Nel brano su Elena e Menelao, quale epiteto rivolge Elena contro sé stessa?

Brano fornito ▸
- - -

Non fu, Elena, traviata da Afrodite, che la rese irresponsabile? L'Elena che fuggì con Paride era, dunque, un'altra Elena, giocata da una forza che l'oltrepassava (dice lei). Ma bisogna anticipare súbito che questo ipocrita stratagemma «riconciliatorio» è creduto solo a metà da chi lo mette in atto: Elena parla di un suo pentimento, si fustiga rivolgendo contro sé stessa l'epiteto di «cagna» o «faccia di cagna»; Menelao dà, incidentalmente, una versione dei fatti che contrasta con quella data da Elena: non sarà, questa serie di lapsus, mirata a farci capire che, dietro la facciata della riconciliazione e della verità ufficiale, il conflitto rimane ed entrambi i partners conoscono la verità? Mi domando se le due coppie non indichino due livelli del conflitto, se, dietro la realtà «civile» di Menelao-Elena, non ci sia il fantasma selvaggio di Agamennone-Clitemnestra; se siamo «civili». Se teniamo alle ricompense offerteci dalla civiltà, facciamo come Menelao-Elena, ma sappiamo di essere nello stesso tempo premuti ad agire come Agamennone-Clitemnestra.
Menelao-Elena si raccontano, ci raccontano una fiaba: Elena è stata riaccolta in casa perché riconosciuta incolpevole: alla forza di Afrodite nessuno può resistere. Proviamo a rovesciare la lettura: siccome Elena è ritornata a casa (ha rinunciato ad «agire» ulteriormente il desiderio sovvertitore), le viene riconosciuta l'incolpevolezza, e viene premiata con la pace e la serenità delle mura domestiche. Ma, come abbiamo accennato, è perfin troppo evidente che cosa si nasconda dietro questa facciata. Non farà parte della «pedagogia» omerica anche il lasciar intendere che si tratta di una facciata, ma contestualmente affermare che tale facciata è necessaria all'ordine della vita civile? Come dire: non sono qui a trattarvi da stupidi, a ingannarvi, raccontandovi la storiella della riconciliazione fondata sull'incolpevolezza; lo so anch'io - e ve lo faccio intendere - che le cose, in realtà, stanno diversamente; ma vi voglio dire, soprattutto, che, se non fingiamo che stiano cosí, non è possibile costruire un mondo civile, fertile, ordinato, produttivo. Qualche millennio dopo Omero, chiunque potrebbe riscrivere la storia sostituendo alla potenza di Afrodite la potenza irresistibile delle pulsioni e facendo di Elena lo zimbello dell'Es. Ma noi sappiamo che Elena è astuta, è seduttrice, è causa di contesa e di rovina, è sterile dopo l'avventura con Paride, possiede il segreto di farmaci che tolgono ogni pena, che rendono insensibili a qualunque dolore e li somministra segretamente a coloro che piangono per i mali che ella stessa ha causati (È quanto fa allorché, nel ricordare i dolori e i lutti della guerra di Troia, Menelao e Telemaco e Pisistrato sono sopraffatti dalle lacrime ed Elena versa nelle loro coppe il farmaco che toglie il dolore: più che una manifestazione di compassione o di tardiva riparazione, mi sembra, questa, una compiaciuta manifestazione di potenza che, tra l'altro, mette Elena al riparo dal rancore o dall'ira che potrebbe rivolgersi contro di lei come causa di ogni sciagura).

- - -

Righe di dati ▸
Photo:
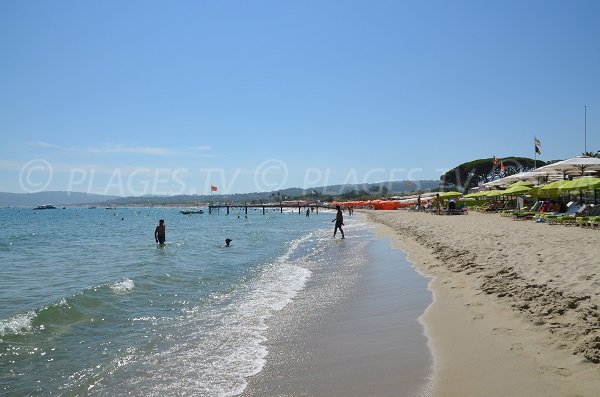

- - -

Risultato dell'esercizio ▸ «Cagna» o «faccia di cagna».